## Your goal
Below are the entries; set down each of them exactly.

## Records shown
+===+
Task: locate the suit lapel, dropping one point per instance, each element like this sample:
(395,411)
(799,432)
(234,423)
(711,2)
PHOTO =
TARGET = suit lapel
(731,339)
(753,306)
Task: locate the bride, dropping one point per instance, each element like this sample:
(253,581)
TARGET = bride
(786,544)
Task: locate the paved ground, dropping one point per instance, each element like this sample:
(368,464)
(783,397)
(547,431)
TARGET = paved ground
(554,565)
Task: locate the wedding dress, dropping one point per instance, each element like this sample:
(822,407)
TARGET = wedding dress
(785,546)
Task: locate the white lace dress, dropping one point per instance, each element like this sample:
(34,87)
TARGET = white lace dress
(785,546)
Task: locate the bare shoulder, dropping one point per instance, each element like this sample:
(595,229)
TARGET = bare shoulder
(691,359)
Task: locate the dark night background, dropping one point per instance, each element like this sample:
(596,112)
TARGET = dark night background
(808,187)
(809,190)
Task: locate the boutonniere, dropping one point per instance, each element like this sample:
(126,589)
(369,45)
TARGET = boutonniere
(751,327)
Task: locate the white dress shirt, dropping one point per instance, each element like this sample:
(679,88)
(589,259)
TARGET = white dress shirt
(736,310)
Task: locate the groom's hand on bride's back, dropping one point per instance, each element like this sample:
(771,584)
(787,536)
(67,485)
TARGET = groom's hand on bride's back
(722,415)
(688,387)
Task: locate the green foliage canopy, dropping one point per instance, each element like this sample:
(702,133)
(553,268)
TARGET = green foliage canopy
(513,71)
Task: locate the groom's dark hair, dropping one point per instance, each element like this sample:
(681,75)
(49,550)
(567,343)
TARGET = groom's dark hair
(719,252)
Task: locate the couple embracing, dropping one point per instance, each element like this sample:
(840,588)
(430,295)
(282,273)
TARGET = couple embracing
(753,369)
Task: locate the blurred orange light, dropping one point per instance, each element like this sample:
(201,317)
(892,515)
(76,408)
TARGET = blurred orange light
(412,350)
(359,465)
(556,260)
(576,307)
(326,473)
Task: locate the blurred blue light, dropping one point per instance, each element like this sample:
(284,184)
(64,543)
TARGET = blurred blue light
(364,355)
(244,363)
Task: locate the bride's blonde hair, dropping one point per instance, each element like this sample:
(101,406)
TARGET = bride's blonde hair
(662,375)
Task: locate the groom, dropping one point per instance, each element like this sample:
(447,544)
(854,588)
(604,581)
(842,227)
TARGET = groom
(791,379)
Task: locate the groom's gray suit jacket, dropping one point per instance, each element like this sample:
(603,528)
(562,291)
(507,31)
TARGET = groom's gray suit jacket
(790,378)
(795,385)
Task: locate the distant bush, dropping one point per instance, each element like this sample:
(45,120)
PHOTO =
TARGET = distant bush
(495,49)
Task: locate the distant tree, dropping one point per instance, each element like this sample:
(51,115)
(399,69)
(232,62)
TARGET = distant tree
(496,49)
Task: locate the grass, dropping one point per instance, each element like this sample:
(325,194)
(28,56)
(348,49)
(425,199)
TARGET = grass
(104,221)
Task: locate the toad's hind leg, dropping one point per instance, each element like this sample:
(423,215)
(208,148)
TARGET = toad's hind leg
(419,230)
+===+
## Task output
Task: locate the suit lapel, dropping one point per instance, each element like this sample:
(395,411)
(799,432)
(234,423)
(711,2)
PHOTO =
TARGET = suit lapel
(731,339)
(753,306)
Task: locate the bride, dropping one point per instance, each element like this sample:
(253,581)
TARGET = bride
(786,544)
Task: locate the paved ground, dropping one point per instance, each element like this sample:
(368,464)
(783,397)
(547,431)
TARGET = paved ground
(554,565)
Task: locate the wedding dress, dropping one point per instance, each element like this sample:
(822,407)
TARGET = wedding dress
(785,546)
Task: locate the white lace dress, dropping one point per instance, each element like this sample:
(34,87)
TARGET = white lace dress
(785,546)
Task: locate the bare shoulder, dropping one point per instance, each element like this sample:
(595,229)
TARGET = bare shoulder
(691,359)
Task: locate the dark night background, dropping one point per instance, each element like this sample:
(596,112)
TARGET = dark night background
(808,187)
(809,190)
Task: locate the boutonniere, dropping one point per instance, each element like this sample:
(126,589)
(369,45)
TARGET = boutonniere
(751,327)
Task: locate the white dress shirt, dropping one point per instance, each element like this sample:
(679,88)
(589,259)
TARGET = white dress shirt
(736,310)
Task: locate the groom's hand on bride's back, dropping one point per instance, each element like this sample:
(771,584)
(787,536)
(67,485)
TARGET = groom's hand on bride's back
(722,415)
(688,387)
Task: locate the green foliage canopy, dropping one point per instance, each element like this sample:
(702,133)
(553,268)
TARGET = green foliage canopy
(513,71)
Task: locate the groom's dark hair, dropping one point per instance, each element like this sample:
(681,75)
(49,550)
(567,343)
TARGET = groom's dark hair
(719,252)
Task: locate the couple embracing, dropping one point per instance, each element like this sample:
(840,588)
(430,295)
(282,273)
TARGET = couple embracing
(753,369)
Task: locate the blurred orange light, dropping one point per instance, each element like this sample:
(201,317)
(892,515)
(76,408)
TARGET = blurred orange light
(412,350)
(359,465)
(556,260)
(576,307)
(326,473)
Task: locate the blurred blue light, dropping one point per instance, each element like this sample:
(284,184)
(64,543)
TARGET = blurred blue light
(364,355)
(244,363)
Task: locate the bride's blonde hair, dropping one point per instance, each element like this sample:
(101,406)
TARGET = bride's blonde hair
(662,375)
Task: locate the groom, dropping one point per instance, each element like this sample:
(447,544)
(854,588)
(604,581)
(842,227)
TARGET = groom
(791,379)
Task: locate the groom's gray suit jacket, dropping one point per instance, each element like this sample:
(603,528)
(562,291)
(507,31)
TARGET = groom's gray suit jacket
(790,378)
(795,385)
Task: locate the distant bush, dropping one point per instance, each element like this sample:
(45,120)
PHOTO =
TARGET = distant bush
(495,49)
Task: locate the distant tree, dropping one point per instance, each element like this sample:
(51,115)
(399,69)
(232,62)
TARGET = distant tree
(496,49)
Task: locate the grass, dropping one point per instance, each element like this sample:
(325,194)
(28,56)
(348,49)
(425,199)
TARGET = grass
(104,221)
Task: locate the toad's hind leg, dropping one point per instance, each element like this sample:
(423,215)
(208,148)
TARGET = toad's hind leg
(419,230)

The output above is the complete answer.